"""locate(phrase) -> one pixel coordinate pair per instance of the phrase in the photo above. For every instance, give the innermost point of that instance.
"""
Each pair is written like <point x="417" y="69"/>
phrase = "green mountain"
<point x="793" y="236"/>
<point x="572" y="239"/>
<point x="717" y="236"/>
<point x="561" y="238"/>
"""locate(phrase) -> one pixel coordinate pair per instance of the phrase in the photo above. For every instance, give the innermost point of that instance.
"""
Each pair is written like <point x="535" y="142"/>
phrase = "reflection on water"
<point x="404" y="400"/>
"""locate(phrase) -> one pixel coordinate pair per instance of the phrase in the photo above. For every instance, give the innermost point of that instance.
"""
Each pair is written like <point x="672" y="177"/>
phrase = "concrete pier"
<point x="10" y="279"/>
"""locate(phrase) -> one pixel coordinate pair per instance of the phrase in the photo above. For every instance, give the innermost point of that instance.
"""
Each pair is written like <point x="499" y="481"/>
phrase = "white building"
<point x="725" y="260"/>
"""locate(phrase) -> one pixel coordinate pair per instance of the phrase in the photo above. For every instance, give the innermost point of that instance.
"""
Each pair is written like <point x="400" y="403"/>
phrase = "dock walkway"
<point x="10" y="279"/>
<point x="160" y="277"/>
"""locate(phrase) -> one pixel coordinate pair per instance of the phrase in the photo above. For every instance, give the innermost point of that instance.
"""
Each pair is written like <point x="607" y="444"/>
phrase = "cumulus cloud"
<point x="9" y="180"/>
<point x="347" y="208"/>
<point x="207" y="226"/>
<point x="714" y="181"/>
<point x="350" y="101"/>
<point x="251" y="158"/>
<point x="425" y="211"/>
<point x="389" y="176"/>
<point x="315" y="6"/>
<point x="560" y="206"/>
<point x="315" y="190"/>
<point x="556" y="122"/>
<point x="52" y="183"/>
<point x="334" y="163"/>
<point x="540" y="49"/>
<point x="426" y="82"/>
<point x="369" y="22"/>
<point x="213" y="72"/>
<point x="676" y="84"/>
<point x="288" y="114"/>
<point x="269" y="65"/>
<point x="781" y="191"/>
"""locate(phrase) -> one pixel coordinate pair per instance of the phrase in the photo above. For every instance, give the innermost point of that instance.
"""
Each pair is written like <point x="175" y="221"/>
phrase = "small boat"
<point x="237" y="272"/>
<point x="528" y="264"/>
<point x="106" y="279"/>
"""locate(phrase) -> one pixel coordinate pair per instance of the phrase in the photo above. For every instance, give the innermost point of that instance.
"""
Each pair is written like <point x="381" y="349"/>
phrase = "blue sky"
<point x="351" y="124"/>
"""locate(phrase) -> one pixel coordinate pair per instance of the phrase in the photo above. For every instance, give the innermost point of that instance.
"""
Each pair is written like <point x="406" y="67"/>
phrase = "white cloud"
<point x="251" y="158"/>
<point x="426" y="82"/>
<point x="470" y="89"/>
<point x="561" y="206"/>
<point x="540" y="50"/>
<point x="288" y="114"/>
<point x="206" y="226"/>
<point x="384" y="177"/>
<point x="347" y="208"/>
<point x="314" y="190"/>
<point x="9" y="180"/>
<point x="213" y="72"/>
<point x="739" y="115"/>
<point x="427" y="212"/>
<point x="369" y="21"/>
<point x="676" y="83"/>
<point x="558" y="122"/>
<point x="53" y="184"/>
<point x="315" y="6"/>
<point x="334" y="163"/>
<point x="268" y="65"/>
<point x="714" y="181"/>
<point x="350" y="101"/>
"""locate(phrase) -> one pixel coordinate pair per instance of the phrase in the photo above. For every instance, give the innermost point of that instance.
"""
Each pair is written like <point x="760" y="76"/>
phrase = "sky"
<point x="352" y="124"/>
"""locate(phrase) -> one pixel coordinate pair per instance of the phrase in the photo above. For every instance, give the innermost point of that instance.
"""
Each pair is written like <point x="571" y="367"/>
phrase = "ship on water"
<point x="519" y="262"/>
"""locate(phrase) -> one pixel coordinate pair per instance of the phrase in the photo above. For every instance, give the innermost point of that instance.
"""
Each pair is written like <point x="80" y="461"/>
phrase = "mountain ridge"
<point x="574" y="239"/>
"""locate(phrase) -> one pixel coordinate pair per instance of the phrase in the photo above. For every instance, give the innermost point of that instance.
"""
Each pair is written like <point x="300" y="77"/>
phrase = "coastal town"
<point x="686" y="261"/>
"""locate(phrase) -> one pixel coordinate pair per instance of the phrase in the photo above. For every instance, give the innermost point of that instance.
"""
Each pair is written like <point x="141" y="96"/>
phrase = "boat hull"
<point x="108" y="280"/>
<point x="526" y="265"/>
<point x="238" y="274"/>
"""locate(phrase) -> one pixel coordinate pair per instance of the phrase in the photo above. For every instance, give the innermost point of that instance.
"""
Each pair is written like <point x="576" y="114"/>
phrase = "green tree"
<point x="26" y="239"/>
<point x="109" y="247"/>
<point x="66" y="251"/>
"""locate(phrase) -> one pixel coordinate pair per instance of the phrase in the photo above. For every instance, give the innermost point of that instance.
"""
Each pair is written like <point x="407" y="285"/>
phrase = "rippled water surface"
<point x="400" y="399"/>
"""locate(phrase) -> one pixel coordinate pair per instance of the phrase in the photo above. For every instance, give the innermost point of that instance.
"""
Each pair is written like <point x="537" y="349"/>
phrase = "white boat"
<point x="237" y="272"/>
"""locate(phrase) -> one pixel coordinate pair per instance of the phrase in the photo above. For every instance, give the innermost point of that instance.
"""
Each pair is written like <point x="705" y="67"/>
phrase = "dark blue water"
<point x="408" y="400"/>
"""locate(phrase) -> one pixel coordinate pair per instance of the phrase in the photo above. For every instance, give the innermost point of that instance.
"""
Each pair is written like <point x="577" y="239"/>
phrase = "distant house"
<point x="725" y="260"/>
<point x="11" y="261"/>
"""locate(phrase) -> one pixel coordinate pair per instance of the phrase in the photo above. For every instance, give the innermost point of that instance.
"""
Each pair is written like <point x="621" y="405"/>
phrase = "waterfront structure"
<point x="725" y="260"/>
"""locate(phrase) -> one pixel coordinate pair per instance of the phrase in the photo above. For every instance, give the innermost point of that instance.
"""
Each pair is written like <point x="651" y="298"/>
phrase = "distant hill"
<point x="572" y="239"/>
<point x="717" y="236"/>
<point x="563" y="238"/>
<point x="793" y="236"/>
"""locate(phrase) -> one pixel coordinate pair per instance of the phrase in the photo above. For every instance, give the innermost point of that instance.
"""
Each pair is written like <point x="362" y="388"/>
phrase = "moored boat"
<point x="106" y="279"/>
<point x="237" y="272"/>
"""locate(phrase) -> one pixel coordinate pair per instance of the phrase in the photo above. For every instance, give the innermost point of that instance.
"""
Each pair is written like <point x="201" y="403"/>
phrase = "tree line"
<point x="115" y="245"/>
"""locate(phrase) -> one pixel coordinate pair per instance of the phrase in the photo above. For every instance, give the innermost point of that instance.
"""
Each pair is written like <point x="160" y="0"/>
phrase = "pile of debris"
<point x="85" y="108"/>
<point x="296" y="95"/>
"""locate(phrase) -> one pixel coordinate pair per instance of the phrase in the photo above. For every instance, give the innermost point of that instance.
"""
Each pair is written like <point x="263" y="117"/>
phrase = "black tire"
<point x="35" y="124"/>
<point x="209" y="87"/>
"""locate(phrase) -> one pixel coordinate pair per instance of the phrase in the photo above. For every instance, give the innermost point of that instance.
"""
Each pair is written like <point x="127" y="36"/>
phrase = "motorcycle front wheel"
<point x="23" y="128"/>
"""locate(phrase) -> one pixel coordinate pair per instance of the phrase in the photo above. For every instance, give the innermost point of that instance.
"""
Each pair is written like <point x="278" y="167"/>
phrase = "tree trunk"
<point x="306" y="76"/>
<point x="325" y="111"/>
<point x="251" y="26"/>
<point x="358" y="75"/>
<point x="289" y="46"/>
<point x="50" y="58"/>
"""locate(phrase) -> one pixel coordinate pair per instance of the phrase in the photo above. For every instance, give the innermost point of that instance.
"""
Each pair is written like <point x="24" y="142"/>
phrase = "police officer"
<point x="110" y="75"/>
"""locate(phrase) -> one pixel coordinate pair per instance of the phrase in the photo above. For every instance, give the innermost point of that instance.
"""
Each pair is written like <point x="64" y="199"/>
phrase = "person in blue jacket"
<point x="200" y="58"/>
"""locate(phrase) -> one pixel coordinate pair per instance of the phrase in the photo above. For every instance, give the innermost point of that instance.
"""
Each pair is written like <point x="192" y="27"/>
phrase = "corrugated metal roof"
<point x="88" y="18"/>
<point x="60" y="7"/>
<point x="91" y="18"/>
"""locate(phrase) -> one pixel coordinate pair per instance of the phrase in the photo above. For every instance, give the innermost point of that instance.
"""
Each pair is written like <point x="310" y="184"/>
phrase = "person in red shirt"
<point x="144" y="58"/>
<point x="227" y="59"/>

▸ Exercise: Gather every line of the records above that contains the word "distant", and copy each such line in the order in which it appears.

▸ Right answer:
phrase = "distant house"
phrase = "distant hill"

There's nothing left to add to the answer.